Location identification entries
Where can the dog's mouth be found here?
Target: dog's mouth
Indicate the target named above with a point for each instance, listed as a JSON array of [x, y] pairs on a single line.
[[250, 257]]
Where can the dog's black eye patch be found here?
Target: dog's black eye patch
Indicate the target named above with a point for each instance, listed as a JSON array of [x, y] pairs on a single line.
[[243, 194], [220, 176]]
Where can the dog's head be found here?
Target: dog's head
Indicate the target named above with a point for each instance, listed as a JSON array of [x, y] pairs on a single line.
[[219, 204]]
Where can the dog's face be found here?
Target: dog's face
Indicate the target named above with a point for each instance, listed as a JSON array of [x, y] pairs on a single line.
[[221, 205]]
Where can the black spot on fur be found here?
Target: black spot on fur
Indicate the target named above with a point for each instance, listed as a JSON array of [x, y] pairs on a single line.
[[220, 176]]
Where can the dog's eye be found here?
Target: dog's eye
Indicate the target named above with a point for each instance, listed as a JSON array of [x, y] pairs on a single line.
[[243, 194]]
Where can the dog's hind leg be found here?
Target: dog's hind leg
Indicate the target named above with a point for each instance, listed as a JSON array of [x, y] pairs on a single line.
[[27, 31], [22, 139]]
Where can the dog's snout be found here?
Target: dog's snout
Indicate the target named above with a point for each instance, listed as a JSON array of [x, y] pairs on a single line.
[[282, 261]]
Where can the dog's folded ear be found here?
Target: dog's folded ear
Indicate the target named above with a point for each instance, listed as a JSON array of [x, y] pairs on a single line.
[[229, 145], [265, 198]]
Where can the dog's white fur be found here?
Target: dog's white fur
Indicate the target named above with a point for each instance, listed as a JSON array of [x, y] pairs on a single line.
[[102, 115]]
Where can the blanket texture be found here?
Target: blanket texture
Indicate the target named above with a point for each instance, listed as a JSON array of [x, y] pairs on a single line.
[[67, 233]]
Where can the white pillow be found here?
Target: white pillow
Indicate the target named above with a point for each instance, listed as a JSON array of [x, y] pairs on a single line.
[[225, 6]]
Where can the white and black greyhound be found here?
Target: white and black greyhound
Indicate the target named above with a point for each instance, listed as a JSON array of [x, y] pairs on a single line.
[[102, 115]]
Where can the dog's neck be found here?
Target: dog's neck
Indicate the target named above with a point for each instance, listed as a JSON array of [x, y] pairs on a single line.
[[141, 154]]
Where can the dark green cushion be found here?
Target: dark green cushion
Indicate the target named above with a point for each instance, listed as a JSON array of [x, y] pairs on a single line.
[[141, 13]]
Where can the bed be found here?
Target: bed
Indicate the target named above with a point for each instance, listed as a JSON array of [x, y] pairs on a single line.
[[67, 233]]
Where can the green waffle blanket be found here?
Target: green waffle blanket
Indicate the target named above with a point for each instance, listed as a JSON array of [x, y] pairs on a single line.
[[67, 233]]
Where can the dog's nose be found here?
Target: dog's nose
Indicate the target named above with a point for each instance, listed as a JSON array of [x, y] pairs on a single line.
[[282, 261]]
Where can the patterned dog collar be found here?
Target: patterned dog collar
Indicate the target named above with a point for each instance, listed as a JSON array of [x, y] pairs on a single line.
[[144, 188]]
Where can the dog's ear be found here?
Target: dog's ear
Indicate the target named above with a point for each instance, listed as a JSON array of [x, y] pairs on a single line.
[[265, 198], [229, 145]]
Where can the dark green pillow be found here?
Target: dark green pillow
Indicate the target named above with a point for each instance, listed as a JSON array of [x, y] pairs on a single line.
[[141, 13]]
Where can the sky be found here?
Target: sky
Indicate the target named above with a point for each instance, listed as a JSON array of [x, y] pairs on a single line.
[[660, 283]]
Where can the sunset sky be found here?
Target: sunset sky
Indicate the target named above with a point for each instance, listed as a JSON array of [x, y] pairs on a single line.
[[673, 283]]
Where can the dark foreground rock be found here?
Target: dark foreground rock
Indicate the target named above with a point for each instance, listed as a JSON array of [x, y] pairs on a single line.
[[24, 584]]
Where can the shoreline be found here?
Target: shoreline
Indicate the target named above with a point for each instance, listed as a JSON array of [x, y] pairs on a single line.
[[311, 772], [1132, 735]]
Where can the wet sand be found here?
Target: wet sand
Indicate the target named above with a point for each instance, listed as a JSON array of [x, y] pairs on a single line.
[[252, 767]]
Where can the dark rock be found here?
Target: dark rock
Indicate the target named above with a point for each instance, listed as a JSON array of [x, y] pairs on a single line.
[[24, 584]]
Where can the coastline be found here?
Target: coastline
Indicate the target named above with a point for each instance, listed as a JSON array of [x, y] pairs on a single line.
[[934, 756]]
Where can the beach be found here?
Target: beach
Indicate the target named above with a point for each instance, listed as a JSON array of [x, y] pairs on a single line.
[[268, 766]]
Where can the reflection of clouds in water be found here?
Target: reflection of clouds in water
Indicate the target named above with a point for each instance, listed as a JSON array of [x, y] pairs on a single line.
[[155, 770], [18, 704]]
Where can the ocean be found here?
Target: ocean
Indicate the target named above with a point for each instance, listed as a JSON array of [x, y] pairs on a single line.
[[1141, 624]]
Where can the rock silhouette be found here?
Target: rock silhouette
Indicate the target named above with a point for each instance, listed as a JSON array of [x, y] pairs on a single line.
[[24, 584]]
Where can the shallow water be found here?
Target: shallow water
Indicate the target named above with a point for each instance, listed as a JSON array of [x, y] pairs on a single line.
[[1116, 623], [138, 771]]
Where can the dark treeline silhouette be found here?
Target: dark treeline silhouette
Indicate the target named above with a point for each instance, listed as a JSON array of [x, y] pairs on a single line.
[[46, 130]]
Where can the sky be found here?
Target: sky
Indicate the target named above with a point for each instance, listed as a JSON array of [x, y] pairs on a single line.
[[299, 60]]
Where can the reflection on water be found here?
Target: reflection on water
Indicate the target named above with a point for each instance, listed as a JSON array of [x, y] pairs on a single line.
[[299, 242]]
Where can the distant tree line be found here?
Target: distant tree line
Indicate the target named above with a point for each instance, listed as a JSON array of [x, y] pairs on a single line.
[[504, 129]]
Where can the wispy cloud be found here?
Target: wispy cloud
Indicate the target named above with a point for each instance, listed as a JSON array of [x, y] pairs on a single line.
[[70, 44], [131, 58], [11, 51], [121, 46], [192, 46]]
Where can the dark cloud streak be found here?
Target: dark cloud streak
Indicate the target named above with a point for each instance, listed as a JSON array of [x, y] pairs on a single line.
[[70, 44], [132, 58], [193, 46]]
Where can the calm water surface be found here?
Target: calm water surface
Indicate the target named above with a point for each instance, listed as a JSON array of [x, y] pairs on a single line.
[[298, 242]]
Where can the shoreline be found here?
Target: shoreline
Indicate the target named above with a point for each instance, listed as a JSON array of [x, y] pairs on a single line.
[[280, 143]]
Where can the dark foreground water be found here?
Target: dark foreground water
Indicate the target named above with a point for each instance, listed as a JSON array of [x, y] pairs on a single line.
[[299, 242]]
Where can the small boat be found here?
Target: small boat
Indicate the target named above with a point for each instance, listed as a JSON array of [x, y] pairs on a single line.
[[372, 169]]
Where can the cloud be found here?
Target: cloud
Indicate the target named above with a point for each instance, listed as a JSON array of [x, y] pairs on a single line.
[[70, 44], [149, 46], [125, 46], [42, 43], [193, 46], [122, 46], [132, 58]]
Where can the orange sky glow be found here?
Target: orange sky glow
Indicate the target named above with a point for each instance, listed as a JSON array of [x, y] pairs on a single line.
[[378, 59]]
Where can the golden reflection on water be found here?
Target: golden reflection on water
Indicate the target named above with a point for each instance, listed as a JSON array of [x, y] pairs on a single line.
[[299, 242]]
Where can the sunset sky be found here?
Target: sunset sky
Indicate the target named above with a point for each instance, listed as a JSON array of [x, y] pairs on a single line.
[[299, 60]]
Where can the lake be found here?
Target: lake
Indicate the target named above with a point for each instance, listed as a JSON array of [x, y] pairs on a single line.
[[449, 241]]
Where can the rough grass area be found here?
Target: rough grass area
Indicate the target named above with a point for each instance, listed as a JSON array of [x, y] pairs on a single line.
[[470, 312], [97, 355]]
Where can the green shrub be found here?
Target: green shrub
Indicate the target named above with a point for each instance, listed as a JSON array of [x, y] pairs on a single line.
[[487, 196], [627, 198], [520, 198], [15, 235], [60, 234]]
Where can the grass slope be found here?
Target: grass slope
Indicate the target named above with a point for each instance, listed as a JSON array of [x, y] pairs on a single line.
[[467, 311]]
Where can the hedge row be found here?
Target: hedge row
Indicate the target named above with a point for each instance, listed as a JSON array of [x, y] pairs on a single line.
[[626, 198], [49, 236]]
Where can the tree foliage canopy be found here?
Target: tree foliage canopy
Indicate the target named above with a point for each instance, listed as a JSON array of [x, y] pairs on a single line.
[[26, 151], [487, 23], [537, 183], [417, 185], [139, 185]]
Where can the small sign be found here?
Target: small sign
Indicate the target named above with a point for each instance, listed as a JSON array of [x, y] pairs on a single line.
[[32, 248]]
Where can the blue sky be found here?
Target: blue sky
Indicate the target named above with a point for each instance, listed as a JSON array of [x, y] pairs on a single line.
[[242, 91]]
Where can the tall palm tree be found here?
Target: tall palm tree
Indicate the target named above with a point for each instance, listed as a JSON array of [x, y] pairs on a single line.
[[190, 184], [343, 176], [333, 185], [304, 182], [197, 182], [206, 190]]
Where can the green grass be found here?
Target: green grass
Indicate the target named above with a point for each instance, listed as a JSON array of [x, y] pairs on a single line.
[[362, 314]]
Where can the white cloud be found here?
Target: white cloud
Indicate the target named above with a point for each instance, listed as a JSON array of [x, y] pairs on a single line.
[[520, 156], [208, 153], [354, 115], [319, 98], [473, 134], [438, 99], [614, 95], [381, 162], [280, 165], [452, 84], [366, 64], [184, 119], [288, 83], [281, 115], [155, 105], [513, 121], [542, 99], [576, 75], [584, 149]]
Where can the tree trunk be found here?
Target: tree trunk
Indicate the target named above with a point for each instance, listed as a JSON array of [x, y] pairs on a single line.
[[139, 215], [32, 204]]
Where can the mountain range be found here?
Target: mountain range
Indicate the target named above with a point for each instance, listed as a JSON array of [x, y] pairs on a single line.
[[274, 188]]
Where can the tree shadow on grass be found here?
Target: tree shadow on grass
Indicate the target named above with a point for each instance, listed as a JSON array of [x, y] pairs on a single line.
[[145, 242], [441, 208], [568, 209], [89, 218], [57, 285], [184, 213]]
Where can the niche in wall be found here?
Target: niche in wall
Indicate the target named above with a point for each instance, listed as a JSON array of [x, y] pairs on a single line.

Task details: Turn the stretch of the listing above, starting at the line containing "Where can the rock silhouette be found here?" and ending at the line containing "[[1116, 623], [138, 771]]", into a Markdown table with the columns Row and Line. Give each line its own numbered row and leave out any blank lines.

The reply:
| Row | Line |
|---|---|
| 1 | Where can the rock silhouette be found here? |
| 2 | Target: rock silhouette |
| 3 | Indicate the target named above with a point for each instance, listed as a JSON array of [x, y] pairs on a single line. |
| 4 | [[24, 584]] |
| 5 | Where can the shallow water be found here? |
| 6 | Target: shallow water |
| 7 | Indicate the target named above with a point for each instance, listed as a JSON array of [x, y] pairs on a single line. |
| 8 | [[1116, 623], [138, 771]] |